Write out each entry, exactly the way it appears.

((

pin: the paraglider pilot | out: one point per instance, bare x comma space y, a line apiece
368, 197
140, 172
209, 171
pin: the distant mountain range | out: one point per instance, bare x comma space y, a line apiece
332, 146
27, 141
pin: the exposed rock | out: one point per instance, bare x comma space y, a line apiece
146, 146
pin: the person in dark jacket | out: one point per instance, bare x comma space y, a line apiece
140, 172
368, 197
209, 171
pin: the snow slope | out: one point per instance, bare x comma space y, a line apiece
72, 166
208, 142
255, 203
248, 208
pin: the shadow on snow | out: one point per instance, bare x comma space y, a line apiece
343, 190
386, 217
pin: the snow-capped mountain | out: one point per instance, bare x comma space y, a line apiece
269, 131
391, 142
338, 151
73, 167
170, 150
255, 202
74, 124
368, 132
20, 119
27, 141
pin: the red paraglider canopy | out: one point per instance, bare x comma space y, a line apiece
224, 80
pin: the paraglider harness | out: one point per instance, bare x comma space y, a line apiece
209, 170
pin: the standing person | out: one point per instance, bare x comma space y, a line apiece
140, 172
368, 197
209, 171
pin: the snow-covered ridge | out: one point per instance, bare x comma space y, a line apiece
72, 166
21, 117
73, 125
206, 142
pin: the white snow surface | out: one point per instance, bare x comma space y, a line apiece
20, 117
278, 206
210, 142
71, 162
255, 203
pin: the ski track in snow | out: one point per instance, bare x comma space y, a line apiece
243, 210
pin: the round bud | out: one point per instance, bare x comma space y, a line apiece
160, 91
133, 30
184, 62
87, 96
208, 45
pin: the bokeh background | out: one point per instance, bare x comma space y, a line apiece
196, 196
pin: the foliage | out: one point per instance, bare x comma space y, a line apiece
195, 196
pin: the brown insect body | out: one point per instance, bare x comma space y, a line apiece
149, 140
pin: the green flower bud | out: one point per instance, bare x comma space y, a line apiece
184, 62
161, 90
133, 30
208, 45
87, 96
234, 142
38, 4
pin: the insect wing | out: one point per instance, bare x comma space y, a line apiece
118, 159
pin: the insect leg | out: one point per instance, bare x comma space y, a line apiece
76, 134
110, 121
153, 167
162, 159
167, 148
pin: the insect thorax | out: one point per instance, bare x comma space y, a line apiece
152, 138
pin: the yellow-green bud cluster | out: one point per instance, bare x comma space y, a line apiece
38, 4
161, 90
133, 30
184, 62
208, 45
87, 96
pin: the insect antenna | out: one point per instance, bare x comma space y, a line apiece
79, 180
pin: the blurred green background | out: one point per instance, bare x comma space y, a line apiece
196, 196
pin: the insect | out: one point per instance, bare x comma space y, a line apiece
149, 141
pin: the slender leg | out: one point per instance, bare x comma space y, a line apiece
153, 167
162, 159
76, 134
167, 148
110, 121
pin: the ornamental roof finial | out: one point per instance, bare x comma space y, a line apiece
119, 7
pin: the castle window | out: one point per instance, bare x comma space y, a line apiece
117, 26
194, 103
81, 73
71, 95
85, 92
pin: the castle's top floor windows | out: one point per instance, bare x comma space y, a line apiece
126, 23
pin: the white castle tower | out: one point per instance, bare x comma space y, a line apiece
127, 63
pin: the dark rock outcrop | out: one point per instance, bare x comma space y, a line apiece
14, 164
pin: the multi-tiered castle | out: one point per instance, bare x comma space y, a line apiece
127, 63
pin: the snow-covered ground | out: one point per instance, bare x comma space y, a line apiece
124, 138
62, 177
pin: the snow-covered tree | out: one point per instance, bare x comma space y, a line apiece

))

Written solution:
pin: the paraglider pilot | out: one point per instance, bare x comma space y, a line apiece
368, 197
140, 172
209, 171
pin: the distant mountain range | out: one point per instance, bare x comma space y, a line apiece
332, 146
27, 141
pin: the exposed rock | out: one point per instance, bare x comma space y, a line apiece
146, 146
pin: the person in dark jacket | out: one point per instance, bare x comma space y, a line apiece
140, 172
368, 197
209, 171
pin: the snow slope | out: one point per instance, bare x comma space y, a line apiece
72, 166
208, 142
255, 203
248, 208
pin: the shadow on snow | out: one point per instance, bare x comma space y, a line apiece
343, 190
386, 217
pin: the snow-capped mountain | out: one point per instance, bare x comma space y, a line apiece
269, 131
391, 142
338, 151
73, 167
170, 150
255, 202
74, 124
368, 132
20, 119
27, 141
pin: the red paraglider canopy | out: one point per instance, bare x comma space y, a line apiece
224, 80
pin: the paraglider harness | out: one point per instance, bare x comma space y, a line apiece
209, 170
pin: the standing person | out: one point per instance, bare x comma space y, a line apiece
140, 172
368, 197
209, 171
pin: the snow-covered ridge | out: one point per instance, bare x comma space y, a line apiece
72, 166
21, 117
73, 125
206, 142
pin: the white snow surface | out: one point per instance, bare x comma space y, a line apiece
20, 117
278, 206
210, 142
71, 162
255, 203
pin: the ski track in snow | out: one point per instance, bare x comma space y, a line apiece
243, 210
pin: the round bud | out: one point per instance, bare x comma space y, a line apiece
160, 91
133, 30
184, 62
87, 96
208, 45
pin: the bokeh background | out: one point per instance, bare x comma space y, a line apiece
196, 196
pin: the foliage | out: one point per instance, bare x comma space y, a line apiece
195, 196
pin: the brown insect body | out: one point per instance, bare x comma space y, a line apiece
149, 140
pin: the green flower bud | out: one point per instance, bare x comma space y, a line apiece
184, 62
161, 90
133, 30
208, 45
87, 96
234, 142
38, 4
pin: the insect wing | out: one point per instance, bare x comma space y, a line apiece
118, 159
pin: the insect leg | out: one point per instance, bare x comma space y, a line apiece
76, 134
110, 121
153, 167
162, 159
167, 148
pin: the insect thorax | out: one point per instance, bare x comma space y, a line apiece
152, 138
pin: the yellow-green bud cluster | out: one point per instance, bare x comma space y, a line apiece
38, 4
161, 90
133, 30
184, 62
208, 45
87, 96
pin: the insect antenna | out: one point per instance, bare x comma space y, a line apiece
79, 180
pin: the blurred green background | out: one point per instance, bare x comma space y, a line apiece
196, 196
pin: the insect | out: one point per instance, bare x comma space y, a line apiece
149, 141
pin: the slender leg | out: one point per instance, bare x comma space y, a line apiece
153, 167
162, 159
76, 134
167, 148
110, 121
pin: the ornamental roof finial | out: one point per instance, bare x comma space y, a line apiece
119, 7
pin: the castle window | out: one point per instance, bare x comma space y, a line apiece
117, 26
194, 103
81, 73
71, 95
85, 92
pin: the castle's top floor windows | out: one point per instance, bare x comma space y, a line apiece
126, 23
pin: the white castle tower | out: one point per instance, bare x comma space y, a line apiece
127, 63
pin: the dark rock outcrop | out: one point per instance, bare x comma space y, a line apiece
14, 164
pin: the multi-tiered castle | out: one point per instance, bare x comma space y, a line apiece
127, 63
pin: the snow-covered ground | out: one point per instance, bare x comma space y, a line apiece
124, 138
62, 177
pin: the snow-covered tree | out: one point per instance, bare x comma space y, a line apiece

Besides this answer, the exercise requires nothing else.